Uplug - Quickstart
------------------


1) Install Uplug (see INSTALL)


2) Create a project directory (e.g. mkdir myproject)
   Temporary files will be created in this directory!


3) Go to your project directory and run some tests

     cd myproject

   Let's assume that uplug is installed in /cvs/
   Copy example files to your project directory:

     cp /cvs/uplug/example/1988sv.txt .
     cp /cvs/uplug/example/1988en.txt .
   

4a) Basic pre-processing (text --> xml)
   (a text in Swedish and English, encoded in ISO-8859-1 (latin1))

   /cvs/uplug pre/basic -ci 'iso-8859-1' -in 1988sv.txt > 1988sv.xml
   /cvs/uplug pre/basic -ci 'iso-8859-1' -in 1988en.txt > 1988en.xml

   Look at 1988sv.xml and 1988en.xml! Both files are (hopefully
   tokenised and marked with basic XML-tags)

## Tasks to perform
[1] In the Uplug quickstart, which character encoding is given for the Swedish and English example texts?
[2] List the headings of the numbered steps in the Uplug quickstart.
[3] Write the next portion of the Uplug quickstart, picking up right after its final sentence.
The data is not needed for any of these tasks.

## Records supplied

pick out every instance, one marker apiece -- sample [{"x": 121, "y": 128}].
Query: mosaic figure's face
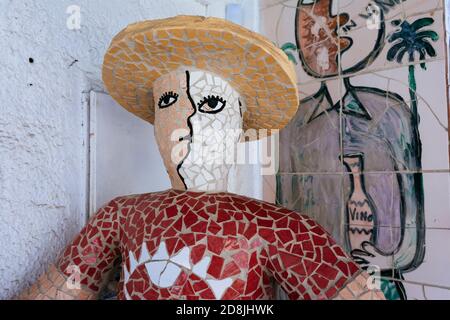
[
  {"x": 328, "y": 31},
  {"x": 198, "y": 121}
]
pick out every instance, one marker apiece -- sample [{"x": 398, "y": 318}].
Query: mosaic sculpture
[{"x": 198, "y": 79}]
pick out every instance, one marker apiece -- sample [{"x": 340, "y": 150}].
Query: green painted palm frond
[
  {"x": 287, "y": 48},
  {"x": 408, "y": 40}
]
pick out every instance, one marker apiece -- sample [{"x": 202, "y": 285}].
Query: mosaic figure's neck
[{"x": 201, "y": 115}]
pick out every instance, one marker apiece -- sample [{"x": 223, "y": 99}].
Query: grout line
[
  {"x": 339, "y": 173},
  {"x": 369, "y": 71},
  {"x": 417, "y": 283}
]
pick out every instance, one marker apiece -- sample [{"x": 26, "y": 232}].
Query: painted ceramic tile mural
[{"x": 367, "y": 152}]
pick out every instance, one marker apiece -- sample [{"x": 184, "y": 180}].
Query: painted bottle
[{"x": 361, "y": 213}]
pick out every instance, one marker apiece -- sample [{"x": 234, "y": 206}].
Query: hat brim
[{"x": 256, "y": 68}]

==

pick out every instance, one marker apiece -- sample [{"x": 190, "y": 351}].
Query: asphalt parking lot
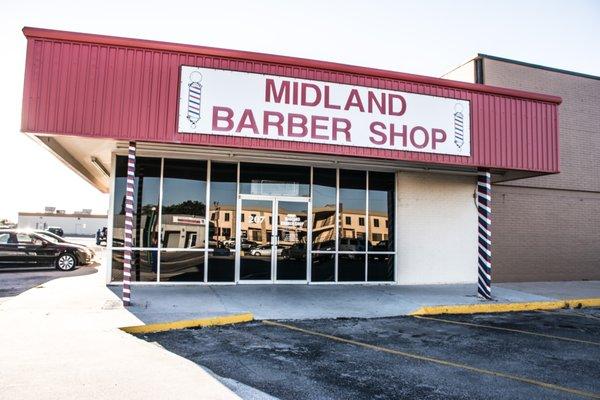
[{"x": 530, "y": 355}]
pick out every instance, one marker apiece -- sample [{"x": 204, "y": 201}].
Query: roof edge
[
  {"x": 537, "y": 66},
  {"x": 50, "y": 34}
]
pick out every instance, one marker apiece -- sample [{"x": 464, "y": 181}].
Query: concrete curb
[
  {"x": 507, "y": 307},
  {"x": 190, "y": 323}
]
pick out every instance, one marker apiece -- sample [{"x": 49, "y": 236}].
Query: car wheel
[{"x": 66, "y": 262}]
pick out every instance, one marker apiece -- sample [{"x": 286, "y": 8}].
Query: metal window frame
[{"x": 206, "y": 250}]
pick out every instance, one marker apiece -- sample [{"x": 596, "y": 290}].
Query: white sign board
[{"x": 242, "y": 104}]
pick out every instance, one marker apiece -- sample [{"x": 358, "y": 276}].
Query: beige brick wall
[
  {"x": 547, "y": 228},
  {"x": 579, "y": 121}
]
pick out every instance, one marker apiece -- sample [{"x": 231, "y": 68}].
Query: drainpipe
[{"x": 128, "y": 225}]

## Expected outputs
[1] ISO-8859-1 (latin1).

[2]
1) Install Uplug (see INSTALL)
2) Create a project directory (e.g. mkdir myproject)
3) Go to your project directory and run some tests
4a) Basic pre-processing (text --> xml)

[3]
4b) Sentence alignment

   source language file: 1988sv.xml
   target language file: 1988en.xml

   /cvs/uplug align/sent -src 1988sv.xml -trg 1988en.xml > 1988sven.xml

   Sentence alignment pointers are stored in 1988sven.xml.
   You can read the aligned bitext segments using the following command:

   /cvs/tools/uplug-readalign 1988sven.xml | less

   Since version 0.2.0 there are additional sentence aligners integrated in
   Uplug (hunalign, GMA). Look at the HOWTO file for details!


5a) Word alignment (default)

   /cvs/uplug align/word/default -in 1988sven.xml -out 1988sven.links

   This will take some time! Word alignment is slow even for this
   little bitext. The word aligner will 
     * create basic clues (Dice and LCSR)
     * run GIZA++ with standard settings (trained on plain text)
     * learn clues from GIZA's Viterbi alignments
     * "radical stemming" (take only the 3 inital characters of each token)
       and run GIZA++ again
     * align words with existing clues
     * learn clues from previous alignment
     * align words again with all existing clues

   Word alignment results are stored in 1988sven.links.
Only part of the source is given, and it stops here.